● **Page excerpt**:
-------------------------
Studio album by Mystery
- Released: May 1998
- Genres: Symphonic rock, hard rock, progressive rock
- Length: 56:37
- Labels: Unicorn Records, Musea Records
- Producer: Michel St-Père

Mystery chronology
| Theatre of the Mind (1996) | Destiny? (1998) | Beneath the Veil of Winter's Face (2007) |

= Destiny? =

1998 studio album by Mystery

Destiny? is the second studio album by the Canadian rock band Mystery. Released in 1998, it is the last Mystery album to feature Gary Savoie on lead vocals, as well as the first to feature Patrick Bourque as a member of the band on bass and Steve Gagné on drums. Destiny? was reissued in 2009 as a 10th anniversary edition with a new mix, a bonus track and new artwork.

==Production==

===Background===
Mystery's lineup changed drastically from their previous album Theatre of the Mind, having only two of the same members: guitarist Michel St-Père and singer Gary Savoie. Bassist Richard Addison left the band in 1994 after finishing his parts for Theatre of the Mind and was replaced by Patrick Bourque, who played as a session musician on the album. Keyboardist Benoît Dupuis and acoustic guitarist and saxophonist Michel Painchaud left the band in 1995, leaving the band with four members. Then, drummer Stéphane Perreault left during the recording sessions for Destiny?. Gilles Peltier, the owner of a studio at which Mystery was recording, knew Steve Gagné and suggested him as at least a temporary replacement for Perreault so the current album could be finished. Gagné was given three songs to learn in a short period of time and when his recording of the tracks was heard it impressed St-Père and Savoie very much, leading Gagné to become a full-time member of the band.
-------------------------
● **The tasks**:
1. Answer these questions using the Destiny? album article:
(a) Who is listed as the album's producer?
(b) In what year was the 10th anniversary edition released?
(c) Who suggested Steve Gagné as a replacement drummer?
2. Repeat the part of the Destiny? album article that begins at the words "Mystery chronology" and stops after the words "and new artwork.".
3. Proceed with the Destiny? album article, picking up after its last sentence.
The entries that come after this point are separate material from the Destiny? album article.
-------------------------
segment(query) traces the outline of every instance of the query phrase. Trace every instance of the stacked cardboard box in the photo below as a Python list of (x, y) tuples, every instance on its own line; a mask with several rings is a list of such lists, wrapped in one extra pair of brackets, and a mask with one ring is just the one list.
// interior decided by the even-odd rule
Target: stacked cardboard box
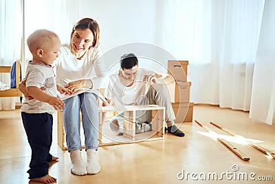
[(168, 73), (175, 82), (168, 85), (175, 122), (192, 122), (194, 103), (190, 102), (191, 82), (187, 81), (188, 61), (168, 61)]

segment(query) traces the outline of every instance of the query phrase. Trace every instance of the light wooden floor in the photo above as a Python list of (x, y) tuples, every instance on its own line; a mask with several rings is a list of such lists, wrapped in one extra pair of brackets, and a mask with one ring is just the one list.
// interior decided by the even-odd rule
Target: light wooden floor
[[(248, 112), (197, 105), (194, 106), (194, 119), (219, 134), (226, 134), (209, 124), (212, 121), (238, 135), (261, 141), (261, 146), (275, 152), (275, 125), (252, 121), (248, 119)], [(57, 145), (56, 125), (51, 152), (59, 157), (59, 161), (52, 165), (50, 174), (57, 178), (57, 183), (274, 183), (275, 181), (275, 159), (269, 159), (248, 145), (234, 143), (250, 156), (250, 161), (242, 161), (221, 143), (206, 135), (205, 131), (195, 123), (184, 123), (181, 126), (180, 129), (186, 134), (184, 138), (166, 133), (164, 141), (100, 147), (98, 159), (101, 172), (96, 175), (73, 175), (70, 172), (68, 152), (62, 151)], [(28, 183), (26, 171), (30, 154), (19, 111), (0, 111), (0, 183)], [(85, 161), (84, 151), (82, 156)], [(234, 169), (239, 170), (234, 172), (233, 165)], [(183, 174), (180, 174), (183, 172), (184, 178)], [(217, 173), (220, 178), (223, 172), (228, 175), (222, 175), (223, 178), (220, 181), (200, 178), (204, 174), (211, 173)], [(256, 174), (252, 175), (255, 179), (261, 176), (266, 179), (272, 176), (273, 181), (251, 181), (249, 174), (252, 172)], [(240, 173), (248, 174), (248, 181), (241, 176), (239, 180)]]

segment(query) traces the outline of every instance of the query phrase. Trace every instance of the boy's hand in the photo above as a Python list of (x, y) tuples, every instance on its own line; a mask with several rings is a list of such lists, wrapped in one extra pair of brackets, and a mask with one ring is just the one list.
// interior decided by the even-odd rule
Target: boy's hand
[(56, 88), (57, 90), (60, 93), (60, 94), (63, 94), (65, 93), (65, 95), (67, 94), (72, 94), (72, 92), (70, 90), (65, 88), (64, 87), (60, 86), (59, 85), (56, 84)]
[[(22, 80), (22, 81), (20, 82), (20, 83), (19, 83), (19, 91), (21, 91), (21, 92), (23, 93), (23, 94), (24, 94), (24, 96), (25, 96), (25, 97), (26, 99), (28, 99), (28, 100), (31, 100), (31, 99), (33, 99), (34, 97), (32, 97), (32, 96), (30, 96), (30, 95), (27, 92), (26, 86), (25, 86), (25, 82), (26, 82), (26, 81), (27, 81), (27, 79), (24, 79)], [(43, 86), (41, 87), (41, 88), (40, 88), (40, 90), (45, 90), (45, 88), (43, 87)]]
[(26, 79), (24, 79), (23, 81), (19, 83), (19, 90), (24, 94), (25, 97), (27, 98), (29, 100), (33, 99), (34, 98), (29, 95), (29, 94), (27, 92), (26, 89), (25, 89), (25, 81)]
[(50, 97), (48, 103), (52, 105), (55, 110), (62, 110), (65, 107), (64, 102), (60, 99), (54, 96)]

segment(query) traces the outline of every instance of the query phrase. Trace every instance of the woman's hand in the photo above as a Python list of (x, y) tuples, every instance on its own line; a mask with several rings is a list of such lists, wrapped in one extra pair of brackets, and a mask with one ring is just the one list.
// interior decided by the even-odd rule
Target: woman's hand
[(65, 86), (64, 86), (64, 88), (67, 88), (72, 93), (74, 93), (85, 86), (85, 79), (80, 79), (78, 81), (72, 81), (68, 83)]
[(64, 102), (60, 99), (54, 96), (50, 97), (47, 103), (49, 103), (50, 105), (52, 105), (54, 109), (57, 110), (62, 110), (65, 107)]

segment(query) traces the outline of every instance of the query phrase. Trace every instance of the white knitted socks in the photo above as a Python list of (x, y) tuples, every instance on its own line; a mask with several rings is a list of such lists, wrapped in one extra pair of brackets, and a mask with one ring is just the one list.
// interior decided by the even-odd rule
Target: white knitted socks
[(72, 164), (71, 172), (76, 175), (85, 175), (87, 174), (85, 165), (81, 157), (81, 152), (79, 150), (71, 150), (70, 157)]
[(89, 174), (97, 174), (100, 171), (98, 159), (96, 158), (97, 152), (95, 149), (87, 150), (87, 172)]

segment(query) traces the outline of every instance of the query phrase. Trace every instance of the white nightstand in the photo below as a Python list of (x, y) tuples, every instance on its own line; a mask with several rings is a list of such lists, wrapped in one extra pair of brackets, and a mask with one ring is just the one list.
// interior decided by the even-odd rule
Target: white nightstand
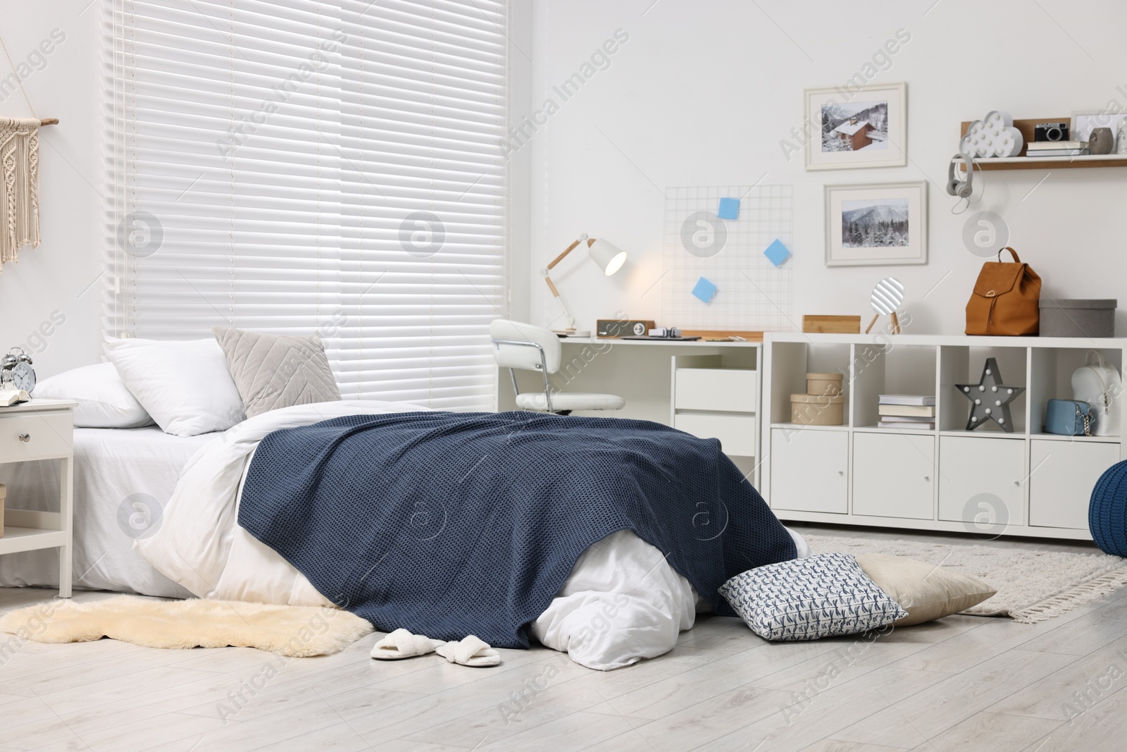
[(19, 497), (8, 489), (0, 554), (59, 549), (59, 595), (71, 595), (73, 541), (74, 406), (61, 399), (33, 399), (0, 407), (0, 463), (60, 460), (59, 511), (14, 510)]

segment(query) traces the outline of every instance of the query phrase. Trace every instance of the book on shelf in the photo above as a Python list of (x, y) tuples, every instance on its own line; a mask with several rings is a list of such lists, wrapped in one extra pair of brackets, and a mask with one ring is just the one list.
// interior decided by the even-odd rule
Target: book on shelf
[(32, 399), (32, 396), (23, 389), (0, 390), (0, 407), (11, 407), (12, 405), (26, 402), (29, 399)]
[(880, 421), (880, 422), (877, 423), (877, 427), (878, 428), (900, 428), (900, 430), (907, 428), (909, 431), (934, 431), (935, 430), (935, 423), (934, 423), (934, 421), (931, 421), (931, 422), (913, 421), (913, 422), (908, 422), (908, 423), (904, 423), (904, 422), (900, 422), (900, 421)]
[(1088, 149), (1041, 149), (1026, 152), (1026, 157), (1086, 157), (1088, 154)]
[(1026, 144), (1026, 153), (1030, 151), (1053, 151), (1054, 149), (1088, 149), (1086, 141), (1031, 141)]
[(878, 415), (891, 415), (897, 417), (911, 417), (911, 416), (923, 416), (923, 417), (935, 417), (935, 406), (934, 405), (878, 405)]
[(934, 405), (934, 395), (881, 395), (881, 405)]
[(880, 419), (885, 423), (932, 423), (935, 417), (933, 415), (881, 415)]

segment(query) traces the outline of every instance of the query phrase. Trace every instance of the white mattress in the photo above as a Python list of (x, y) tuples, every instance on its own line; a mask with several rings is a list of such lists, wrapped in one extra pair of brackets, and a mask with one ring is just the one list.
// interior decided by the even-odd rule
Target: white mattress
[[(180, 470), (218, 434), (180, 437), (148, 428), (74, 430), (74, 586), (166, 598), (190, 593), (133, 550), (140, 502), (159, 511)], [(57, 461), (0, 465), (7, 506), (59, 508)], [(143, 517), (135, 517), (137, 524)], [(0, 586), (59, 586), (59, 549), (0, 556)]]

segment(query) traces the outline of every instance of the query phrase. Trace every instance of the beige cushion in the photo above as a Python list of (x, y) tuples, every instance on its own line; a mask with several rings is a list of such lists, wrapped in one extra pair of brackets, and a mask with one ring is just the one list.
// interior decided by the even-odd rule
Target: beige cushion
[(320, 337), (215, 327), (247, 417), (293, 405), (340, 399)]
[(982, 580), (926, 561), (884, 554), (858, 554), (857, 560), (869, 580), (908, 612), (894, 621), (894, 627), (908, 627), (965, 611), (997, 592)]

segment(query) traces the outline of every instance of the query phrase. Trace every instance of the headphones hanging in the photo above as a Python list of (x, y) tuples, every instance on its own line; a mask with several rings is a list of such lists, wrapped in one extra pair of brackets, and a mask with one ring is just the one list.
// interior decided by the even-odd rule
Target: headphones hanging
[[(960, 159), (962, 160), (962, 163), (965, 165), (967, 170), (967, 177), (964, 180), (960, 180), (955, 175), (955, 165)], [(966, 198), (967, 201), (969, 201), (970, 192), (973, 191), (971, 183), (974, 182), (974, 178), (975, 178), (975, 160), (973, 158), (968, 157), (961, 151), (951, 157), (951, 161), (948, 162), (947, 165), (948, 195), (958, 196), (959, 198)]]

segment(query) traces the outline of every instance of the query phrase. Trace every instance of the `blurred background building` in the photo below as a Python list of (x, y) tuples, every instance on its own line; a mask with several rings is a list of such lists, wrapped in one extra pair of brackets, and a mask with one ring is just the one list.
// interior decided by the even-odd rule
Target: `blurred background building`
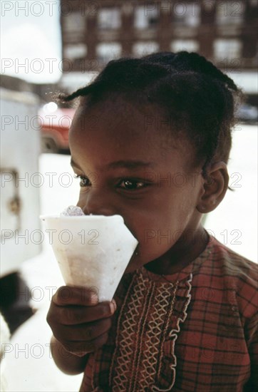
[(257, 0), (61, 0), (61, 84), (82, 86), (110, 60), (158, 51), (197, 51), (257, 105)]

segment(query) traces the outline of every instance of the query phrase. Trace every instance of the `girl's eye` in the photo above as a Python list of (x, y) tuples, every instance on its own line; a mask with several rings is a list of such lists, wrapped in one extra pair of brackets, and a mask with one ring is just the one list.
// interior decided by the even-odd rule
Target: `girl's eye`
[(89, 187), (91, 185), (91, 182), (89, 179), (87, 177), (85, 177), (84, 175), (74, 175), (75, 178), (79, 178), (80, 179), (80, 187)]
[(144, 182), (141, 181), (135, 181), (133, 180), (123, 180), (119, 183), (119, 187), (128, 190), (134, 190), (143, 188), (145, 186)]

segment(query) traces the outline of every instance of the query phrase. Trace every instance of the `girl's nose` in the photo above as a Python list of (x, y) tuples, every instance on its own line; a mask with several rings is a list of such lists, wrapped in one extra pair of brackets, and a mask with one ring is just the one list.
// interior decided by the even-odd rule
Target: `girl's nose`
[(93, 215), (110, 216), (118, 214), (116, 209), (108, 200), (107, 195), (101, 191), (93, 192), (91, 195), (88, 195), (85, 202), (81, 204), (83, 205), (81, 207), (86, 215), (93, 214)]

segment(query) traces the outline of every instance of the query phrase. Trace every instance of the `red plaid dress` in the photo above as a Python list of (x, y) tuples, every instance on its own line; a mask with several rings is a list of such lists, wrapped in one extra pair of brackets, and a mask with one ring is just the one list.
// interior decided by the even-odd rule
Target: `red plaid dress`
[(179, 273), (124, 275), (115, 299), (80, 392), (258, 391), (254, 263), (210, 238)]

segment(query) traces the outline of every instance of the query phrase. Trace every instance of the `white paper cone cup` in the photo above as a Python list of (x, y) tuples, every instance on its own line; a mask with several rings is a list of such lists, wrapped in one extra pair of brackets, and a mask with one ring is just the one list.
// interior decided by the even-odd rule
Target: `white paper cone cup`
[(66, 284), (111, 301), (138, 244), (120, 215), (41, 215)]

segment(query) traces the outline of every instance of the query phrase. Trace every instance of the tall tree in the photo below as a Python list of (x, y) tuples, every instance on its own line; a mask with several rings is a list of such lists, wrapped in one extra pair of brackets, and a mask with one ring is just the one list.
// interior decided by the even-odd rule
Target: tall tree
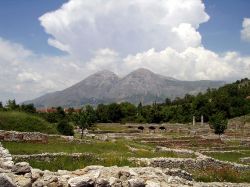
[(215, 134), (219, 136), (224, 134), (225, 130), (227, 129), (228, 120), (222, 112), (213, 114), (209, 118), (209, 125), (210, 128), (214, 130)]

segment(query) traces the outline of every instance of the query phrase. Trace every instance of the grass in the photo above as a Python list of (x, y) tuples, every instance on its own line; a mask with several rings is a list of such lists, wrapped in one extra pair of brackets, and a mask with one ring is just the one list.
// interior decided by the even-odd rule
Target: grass
[[(21, 159), (16, 160), (17, 162), (23, 161)], [(39, 161), (37, 159), (30, 159), (29, 164), (33, 168), (39, 168), (42, 170), (58, 171), (58, 170), (68, 170), (74, 171), (76, 169), (82, 169), (89, 165), (102, 165), (102, 166), (135, 166), (127, 158), (123, 157), (105, 157), (103, 159), (97, 158), (94, 155), (83, 156), (80, 158), (72, 158), (69, 156), (57, 156), (51, 161)]]
[(7, 131), (57, 134), (56, 126), (44, 119), (24, 112), (0, 112), (0, 129)]
[[(90, 143), (65, 142), (59, 139), (50, 139), (48, 144), (24, 143), (24, 142), (2, 142), (11, 154), (38, 154), (38, 153), (89, 153), (91, 156), (81, 157), (74, 160), (68, 156), (58, 156), (51, 162), (29, 160), (32, 167), (39, 169), (75, 170), (88, 165), (103, 166), (135, 166), (129, 158), (154, 158), (154, 157), (183, 157), (173, 152), (154, 152), (153, 145), (141, 144), (130, 140), (117, 140), (116, 142), (101, 142), (91, 140)], [(133, 147), (133, 151), (129, 148)], [(72, 160), (73, 159), (73, 160)], [(25, 161), (25, 160), (18, 160)]]
[(250, 183), (250, 171), (237, 172), (230, 168), (207, 168), (193, 173), (195, 181), (199, 182), (232, 182)]
[(250, 150), (242, 150), (239, 152), (212, 152), (207, 153), (206, 155), (211, 156), (215, 159), (229, 162), (240, 163), (240, 158), (250, 157)]

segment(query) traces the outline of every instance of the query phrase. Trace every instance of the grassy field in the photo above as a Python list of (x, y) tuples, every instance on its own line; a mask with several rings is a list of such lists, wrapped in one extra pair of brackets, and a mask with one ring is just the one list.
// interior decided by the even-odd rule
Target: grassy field
[[(90, 140), (89, 140), (90, 141)], [(17, 143), (3, 142), (3, 146), (9, 149), (10, 153), (16, 154), (38, 154), (38, 153), (89, 153), (91, 156), (72, 160), (71, 157), (58, 156), (52, 162), (29, 160), (31, 166), (40, 169), (75, 170), (88, 165), (103, 166), (135, 166), (129, 162), (129, 158), (153, 158), (153, 157), (183, 157), (174, 152), (155, 152), (153, 145), (141, 144), (125, 139), (116, 142), (101, 142), (91, 140), (89, 143), (65, 142), (59, 139), (50, 139), (48, 144), (38, 143)], [(25, 160), (18, 160), (25, 161)]]
[(56, 126), (23, 112), (0, 112), (0, 130), (57, 134)]
[(207, 168), (192, 173), (195, 181), (250, 183), (250, 171), (237, 172), (230, 168)]

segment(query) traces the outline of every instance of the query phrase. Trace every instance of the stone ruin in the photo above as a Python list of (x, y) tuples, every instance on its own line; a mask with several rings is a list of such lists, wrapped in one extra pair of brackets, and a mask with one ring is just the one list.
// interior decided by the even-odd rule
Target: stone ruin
-------------------------
● **The results**:
1.
(a) Michel St-Père
(b) 2009
(c) Gilles Peltier, the owner of a studio at which Mystery was recording

2.
Mystery chronology
| Theatre of the Mind (1996) | Destiny? (1998) | Beneath the Veil of Winter's Face (2007) |

= Destiny? =

1998 studio album by Mystery

Destiny? is the second studio album by the Canadian rock band Mystery. Released in 1998, it is the last Mystery album to feature Gary Savoie on lead vocals, as well as the first to feature Patrick Bourque as a member of the band on bass and Steve Gagné on drums. Destiny? was reissued in 2009 as a 10th anniversary edition with a new mix, a bonus track and new artwork.

3.
===Recording===
Two songs were recorded during the recording sessions for the album that did not appear on its original release: "Heaven Can Wait" and "Beneath the Veil of Winter's Face". "Heaven Can Wait" was released as a bonus track on the 10th Anniversary Edition of the album in 2009 while "Beneath the Veil of Winter's Face" became the title track of the band's next album.

===Cover art===
The original cover design was done by Mystery's previous drummer Stéphane Perreault. When the album was rereleased in 2009 it was given new artwork, with the photograph from the original release being displayed on the television screen.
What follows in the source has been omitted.